## PROBLEM REQUIREMENTS
Nothing but the text should be carried over: reproduce all the data exactly and leave out every image.

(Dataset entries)
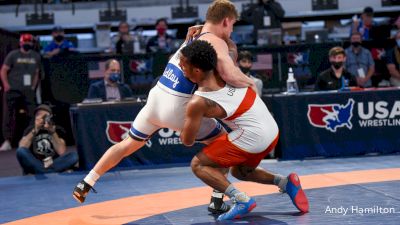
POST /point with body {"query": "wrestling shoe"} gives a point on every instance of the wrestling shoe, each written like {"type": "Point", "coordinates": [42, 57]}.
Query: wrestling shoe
{"type": "Point", "coordinates": [296, 193]}
{"type": "Point", "coordinates": [243, 204]}
{"type": "Point", "coordinates": [217, 204]}
{"type": "Point", "coordinates": [81, 190]}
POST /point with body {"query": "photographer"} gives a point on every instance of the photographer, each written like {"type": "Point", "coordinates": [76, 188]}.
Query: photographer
{"type": "Point", "coordinates": [59, 45]}
{"type": "Point", "coordinates": [42, 149]}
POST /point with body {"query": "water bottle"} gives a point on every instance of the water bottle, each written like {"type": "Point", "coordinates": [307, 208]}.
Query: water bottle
{"type": "Point", "coordinates": [291, 83]}
{"type": "Point", "coordinates": [136, 44]}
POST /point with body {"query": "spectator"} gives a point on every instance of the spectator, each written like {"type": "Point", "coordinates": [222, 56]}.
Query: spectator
{"type": "Point", "coordinates": [123, 41]}
{"type": "Point", "coordinates": [264, 14]}
{"type": "Point", "coordinates": [396, 27]}
{"type": "Point", "coordinates": [393, 62]}
{"type": "Point", "coordinates": [110, 88]}
{"type": "Point", "coordinates": [245, 61]}
{"type": "Point", "coordinates": [59, 45]}
{"type": "Point", "coordinates": [364, 24]}
{"type": "Point", "coordinates": [162, 42]}
{"type": "Point", "coordinates": [335, 77]}
{"type": "Point", "coordinates": [42, 149]}
{"type": "Point", "coordinates": [20, 75]}
{"type": "Point", "coordinates": [359, 61]}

## EXERCISE RESPONSE
POST /point with body {"query": "wrestling shoe"} gives a point on every instance of the wrestling shoe, each written like {"type": "Point", "coordinates": [42, 57]}.
Query: wrestling shoe
{"type": "Point", "coordinates": [296, 193]}
{"type": "Point", "coordinates": [243, 204]}
{"type": "Point", "coordinates": [217, 204]}
{"type": "Point", "coordinates": [81, 190]}
POST /point with body {"query": "photographer"} gives a point on every instance of the photographer, each written like {"type": "Point", "coordinates": [76, 188]}.
Query: photographer
{"type": "Point", "coordinates": [59, 45]}
{"type": "Point", "coordinates": [42, 149]}
POST /point with body {"query": "water bottle"} gives a point on every instance of the water bottle, each written like {"type": "Point", "coordinates": [307, 208]}.
Query: water bottle
{"type": "Point", "coordinates": [291, 83]}
{"type": "Point", "coordinates": [136, 44]}
POST /point with body {"query": "spectator"} gives a point on every instance of the spectator, each written like {"type": "Point", "coordinates": [222, 56]}.
Query: spectator
{"type": "Point", "coordinates": [123, 41]}
{"type": "Point", "coordinates": [264, 14]}
{"type": "Point", "coordinates": [396, 27]}
{"type": "Point", "coordinates": [393, 62]}
{"type": "Point", "coordinates": [110, 88]}
{"type": "Point", "coordinates": [245, 61]}
{"type": "Point", "coordinates": [59, 45]}
{"type": "Point", "coordinates": [364, 24]}
{"type": "Point", "coordinates": [162, 42]}
{"type": "Point", "coordinates": [335, 77]}
{"type": "Point", "coordinates": [42, 149]}
{"type": "Point", "coordinates": [20, 75]}
{"type": "Point", "coordinates": [359, 61]}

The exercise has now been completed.